TO DO =
Identify each line in the items below that contains the word "yellow" and copy those lines. The match is case-sensitive.

EXERCISE INPUTS =

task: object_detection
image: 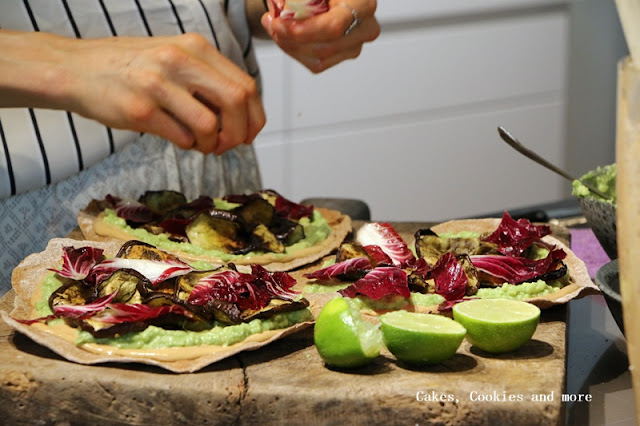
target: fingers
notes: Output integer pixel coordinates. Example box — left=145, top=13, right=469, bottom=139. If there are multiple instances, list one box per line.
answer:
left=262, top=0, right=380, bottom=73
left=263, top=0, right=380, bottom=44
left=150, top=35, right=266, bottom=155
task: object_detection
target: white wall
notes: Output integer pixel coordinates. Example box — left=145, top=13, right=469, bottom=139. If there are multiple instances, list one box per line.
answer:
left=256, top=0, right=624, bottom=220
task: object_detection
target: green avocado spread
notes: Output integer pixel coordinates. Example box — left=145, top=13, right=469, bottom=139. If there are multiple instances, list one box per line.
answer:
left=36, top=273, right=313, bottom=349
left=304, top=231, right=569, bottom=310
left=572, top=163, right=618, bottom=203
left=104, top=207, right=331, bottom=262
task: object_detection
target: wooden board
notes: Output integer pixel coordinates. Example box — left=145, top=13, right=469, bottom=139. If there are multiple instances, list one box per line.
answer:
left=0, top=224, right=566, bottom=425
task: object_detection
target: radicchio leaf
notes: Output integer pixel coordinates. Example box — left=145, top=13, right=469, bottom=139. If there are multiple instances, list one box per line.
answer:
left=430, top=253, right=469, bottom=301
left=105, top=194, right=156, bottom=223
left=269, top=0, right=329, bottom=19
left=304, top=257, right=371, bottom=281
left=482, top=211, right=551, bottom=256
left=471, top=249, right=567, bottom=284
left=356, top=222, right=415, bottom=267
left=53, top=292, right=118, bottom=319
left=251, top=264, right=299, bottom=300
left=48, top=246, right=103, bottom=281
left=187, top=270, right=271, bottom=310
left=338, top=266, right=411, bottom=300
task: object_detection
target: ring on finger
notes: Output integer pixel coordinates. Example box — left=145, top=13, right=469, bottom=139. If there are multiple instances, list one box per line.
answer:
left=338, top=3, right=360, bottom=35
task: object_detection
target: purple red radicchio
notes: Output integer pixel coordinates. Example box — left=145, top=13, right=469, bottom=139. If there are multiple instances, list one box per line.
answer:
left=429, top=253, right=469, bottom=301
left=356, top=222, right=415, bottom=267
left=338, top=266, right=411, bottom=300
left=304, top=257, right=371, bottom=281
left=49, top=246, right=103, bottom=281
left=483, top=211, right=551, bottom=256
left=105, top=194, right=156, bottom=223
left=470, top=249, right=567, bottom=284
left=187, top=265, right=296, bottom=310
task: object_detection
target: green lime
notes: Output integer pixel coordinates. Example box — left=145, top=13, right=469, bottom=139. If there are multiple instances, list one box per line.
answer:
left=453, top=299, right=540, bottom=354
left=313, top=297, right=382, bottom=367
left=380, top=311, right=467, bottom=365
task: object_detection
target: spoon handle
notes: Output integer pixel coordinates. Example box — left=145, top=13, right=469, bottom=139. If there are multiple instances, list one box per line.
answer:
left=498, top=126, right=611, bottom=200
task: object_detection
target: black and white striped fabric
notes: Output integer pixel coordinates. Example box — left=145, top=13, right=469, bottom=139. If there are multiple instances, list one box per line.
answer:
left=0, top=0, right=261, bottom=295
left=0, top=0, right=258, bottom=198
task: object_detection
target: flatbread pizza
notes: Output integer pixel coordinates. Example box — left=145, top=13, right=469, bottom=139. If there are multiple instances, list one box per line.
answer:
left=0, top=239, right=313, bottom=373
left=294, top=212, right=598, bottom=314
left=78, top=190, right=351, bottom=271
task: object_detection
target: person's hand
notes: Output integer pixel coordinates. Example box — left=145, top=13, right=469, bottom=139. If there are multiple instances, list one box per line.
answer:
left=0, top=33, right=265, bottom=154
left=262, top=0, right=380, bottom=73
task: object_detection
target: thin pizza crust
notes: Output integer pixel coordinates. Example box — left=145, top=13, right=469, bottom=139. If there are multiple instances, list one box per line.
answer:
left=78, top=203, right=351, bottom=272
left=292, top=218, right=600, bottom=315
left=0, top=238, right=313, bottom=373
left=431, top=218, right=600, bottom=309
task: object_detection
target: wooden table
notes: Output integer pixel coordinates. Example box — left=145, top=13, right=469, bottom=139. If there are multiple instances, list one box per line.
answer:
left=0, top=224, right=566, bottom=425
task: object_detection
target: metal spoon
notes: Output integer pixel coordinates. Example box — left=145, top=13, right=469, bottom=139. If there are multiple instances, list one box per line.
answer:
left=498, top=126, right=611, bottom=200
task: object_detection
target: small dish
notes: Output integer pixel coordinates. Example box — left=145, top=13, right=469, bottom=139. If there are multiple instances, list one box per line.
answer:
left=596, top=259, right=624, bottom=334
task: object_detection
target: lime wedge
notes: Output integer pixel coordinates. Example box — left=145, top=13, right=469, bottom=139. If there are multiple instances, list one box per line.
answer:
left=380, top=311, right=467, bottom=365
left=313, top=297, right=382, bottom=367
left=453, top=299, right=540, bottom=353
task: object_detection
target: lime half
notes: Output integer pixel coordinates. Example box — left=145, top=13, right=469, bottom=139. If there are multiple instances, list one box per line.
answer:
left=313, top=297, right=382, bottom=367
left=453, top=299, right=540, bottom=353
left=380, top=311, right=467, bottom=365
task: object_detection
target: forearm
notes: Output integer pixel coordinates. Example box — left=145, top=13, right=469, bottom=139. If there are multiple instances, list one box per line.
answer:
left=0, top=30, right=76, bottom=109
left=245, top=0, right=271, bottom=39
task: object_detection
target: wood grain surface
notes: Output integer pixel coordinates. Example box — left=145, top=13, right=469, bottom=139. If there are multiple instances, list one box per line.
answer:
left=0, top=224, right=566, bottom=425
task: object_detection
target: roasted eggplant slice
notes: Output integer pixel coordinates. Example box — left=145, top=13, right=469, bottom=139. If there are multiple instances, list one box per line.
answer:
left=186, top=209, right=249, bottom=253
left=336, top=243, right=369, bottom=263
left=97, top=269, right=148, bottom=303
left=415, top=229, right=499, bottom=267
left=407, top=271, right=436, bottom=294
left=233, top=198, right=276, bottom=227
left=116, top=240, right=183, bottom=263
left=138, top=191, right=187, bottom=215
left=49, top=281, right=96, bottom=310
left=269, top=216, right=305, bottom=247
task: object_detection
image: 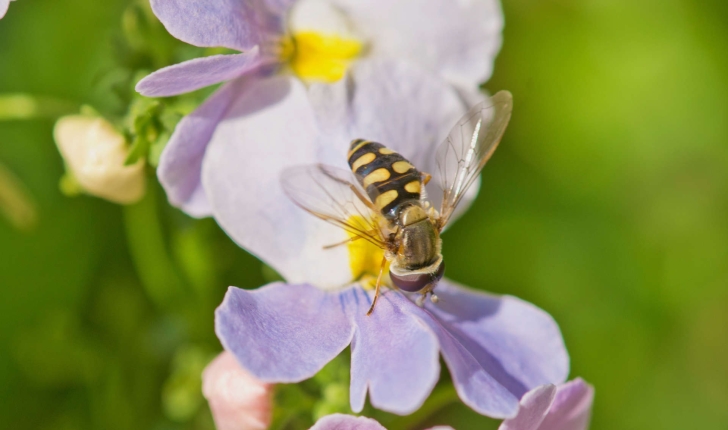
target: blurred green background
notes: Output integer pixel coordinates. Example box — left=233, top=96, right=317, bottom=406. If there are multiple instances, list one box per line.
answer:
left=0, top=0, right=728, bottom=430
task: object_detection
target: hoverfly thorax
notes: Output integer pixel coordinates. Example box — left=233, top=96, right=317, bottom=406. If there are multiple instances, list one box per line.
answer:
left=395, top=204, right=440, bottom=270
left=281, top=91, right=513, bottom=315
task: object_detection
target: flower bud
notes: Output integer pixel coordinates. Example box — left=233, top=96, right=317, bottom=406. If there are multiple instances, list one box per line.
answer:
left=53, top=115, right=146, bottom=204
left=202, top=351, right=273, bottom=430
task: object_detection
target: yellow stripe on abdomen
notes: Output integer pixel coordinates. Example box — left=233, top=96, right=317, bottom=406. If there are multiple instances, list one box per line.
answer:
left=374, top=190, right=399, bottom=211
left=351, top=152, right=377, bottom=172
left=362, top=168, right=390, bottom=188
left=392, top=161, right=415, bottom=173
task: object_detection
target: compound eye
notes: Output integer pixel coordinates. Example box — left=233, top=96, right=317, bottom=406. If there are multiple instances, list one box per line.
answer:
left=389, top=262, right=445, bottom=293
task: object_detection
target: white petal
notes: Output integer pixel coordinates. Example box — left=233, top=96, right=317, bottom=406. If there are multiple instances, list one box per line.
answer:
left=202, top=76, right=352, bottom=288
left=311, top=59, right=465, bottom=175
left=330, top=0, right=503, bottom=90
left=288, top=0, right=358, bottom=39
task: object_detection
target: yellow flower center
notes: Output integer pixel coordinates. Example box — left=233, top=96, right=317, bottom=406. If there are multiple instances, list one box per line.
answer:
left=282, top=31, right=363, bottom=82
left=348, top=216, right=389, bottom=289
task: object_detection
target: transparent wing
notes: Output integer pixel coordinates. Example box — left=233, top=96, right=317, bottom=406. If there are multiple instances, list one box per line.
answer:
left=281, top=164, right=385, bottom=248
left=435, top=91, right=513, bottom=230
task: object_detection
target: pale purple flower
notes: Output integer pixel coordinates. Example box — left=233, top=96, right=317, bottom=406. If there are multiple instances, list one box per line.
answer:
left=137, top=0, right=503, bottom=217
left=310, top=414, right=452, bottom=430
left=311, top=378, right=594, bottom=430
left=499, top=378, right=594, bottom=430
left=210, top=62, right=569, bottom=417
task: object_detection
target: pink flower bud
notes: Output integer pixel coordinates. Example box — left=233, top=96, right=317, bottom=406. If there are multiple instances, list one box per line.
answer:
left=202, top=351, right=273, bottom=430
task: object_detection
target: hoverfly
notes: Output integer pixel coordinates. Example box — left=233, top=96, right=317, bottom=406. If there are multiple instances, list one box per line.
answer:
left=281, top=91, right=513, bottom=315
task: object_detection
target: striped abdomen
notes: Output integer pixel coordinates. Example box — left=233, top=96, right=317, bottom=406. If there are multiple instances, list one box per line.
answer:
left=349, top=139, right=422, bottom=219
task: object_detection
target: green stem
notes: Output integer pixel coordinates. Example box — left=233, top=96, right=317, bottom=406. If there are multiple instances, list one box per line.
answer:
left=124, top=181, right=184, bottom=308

==

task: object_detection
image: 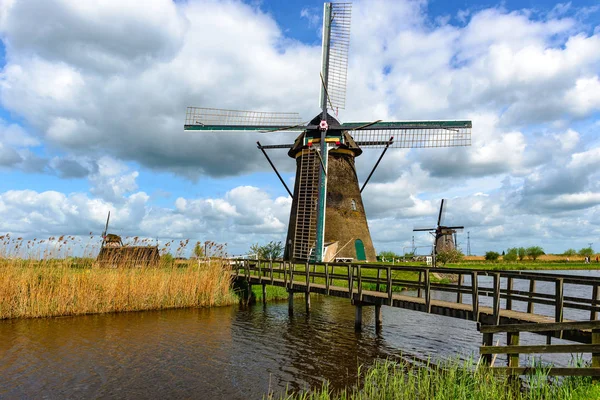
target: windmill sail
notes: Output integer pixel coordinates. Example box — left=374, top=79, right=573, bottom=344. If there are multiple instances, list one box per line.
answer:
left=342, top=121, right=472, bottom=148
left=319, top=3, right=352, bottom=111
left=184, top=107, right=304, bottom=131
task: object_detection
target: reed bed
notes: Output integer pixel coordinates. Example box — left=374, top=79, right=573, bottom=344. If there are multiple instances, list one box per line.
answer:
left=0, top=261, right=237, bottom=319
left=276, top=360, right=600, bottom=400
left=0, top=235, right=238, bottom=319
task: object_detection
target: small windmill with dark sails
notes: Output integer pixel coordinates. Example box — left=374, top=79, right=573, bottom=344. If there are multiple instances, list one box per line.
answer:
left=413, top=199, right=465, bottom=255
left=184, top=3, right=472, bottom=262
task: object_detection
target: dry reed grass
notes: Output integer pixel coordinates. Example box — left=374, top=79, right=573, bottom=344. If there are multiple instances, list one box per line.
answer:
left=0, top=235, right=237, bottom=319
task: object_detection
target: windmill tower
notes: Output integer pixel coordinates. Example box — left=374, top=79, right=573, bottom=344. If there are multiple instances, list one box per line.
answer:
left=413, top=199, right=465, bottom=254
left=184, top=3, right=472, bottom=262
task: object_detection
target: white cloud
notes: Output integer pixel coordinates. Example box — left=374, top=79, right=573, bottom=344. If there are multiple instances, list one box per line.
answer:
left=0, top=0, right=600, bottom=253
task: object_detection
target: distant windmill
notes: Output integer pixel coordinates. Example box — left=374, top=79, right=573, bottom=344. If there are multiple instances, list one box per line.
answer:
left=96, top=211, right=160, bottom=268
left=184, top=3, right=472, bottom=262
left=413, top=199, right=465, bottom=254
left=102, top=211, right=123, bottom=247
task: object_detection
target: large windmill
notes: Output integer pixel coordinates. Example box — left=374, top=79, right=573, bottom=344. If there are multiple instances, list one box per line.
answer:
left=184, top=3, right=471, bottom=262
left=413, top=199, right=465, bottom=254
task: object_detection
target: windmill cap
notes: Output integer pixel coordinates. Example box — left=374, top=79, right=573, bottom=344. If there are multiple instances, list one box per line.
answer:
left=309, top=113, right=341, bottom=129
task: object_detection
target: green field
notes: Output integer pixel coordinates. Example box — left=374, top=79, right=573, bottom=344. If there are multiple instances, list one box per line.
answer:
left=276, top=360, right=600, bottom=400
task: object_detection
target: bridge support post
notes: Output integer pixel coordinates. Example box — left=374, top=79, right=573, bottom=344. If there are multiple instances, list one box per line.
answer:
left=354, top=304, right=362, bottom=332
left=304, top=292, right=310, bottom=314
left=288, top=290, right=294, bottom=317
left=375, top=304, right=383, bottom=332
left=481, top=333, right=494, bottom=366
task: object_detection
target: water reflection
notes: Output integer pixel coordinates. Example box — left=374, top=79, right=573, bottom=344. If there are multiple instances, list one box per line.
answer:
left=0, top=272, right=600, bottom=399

SOLVED EXERCISE =
target: yellow stripe on abdomen
target: yellow flower center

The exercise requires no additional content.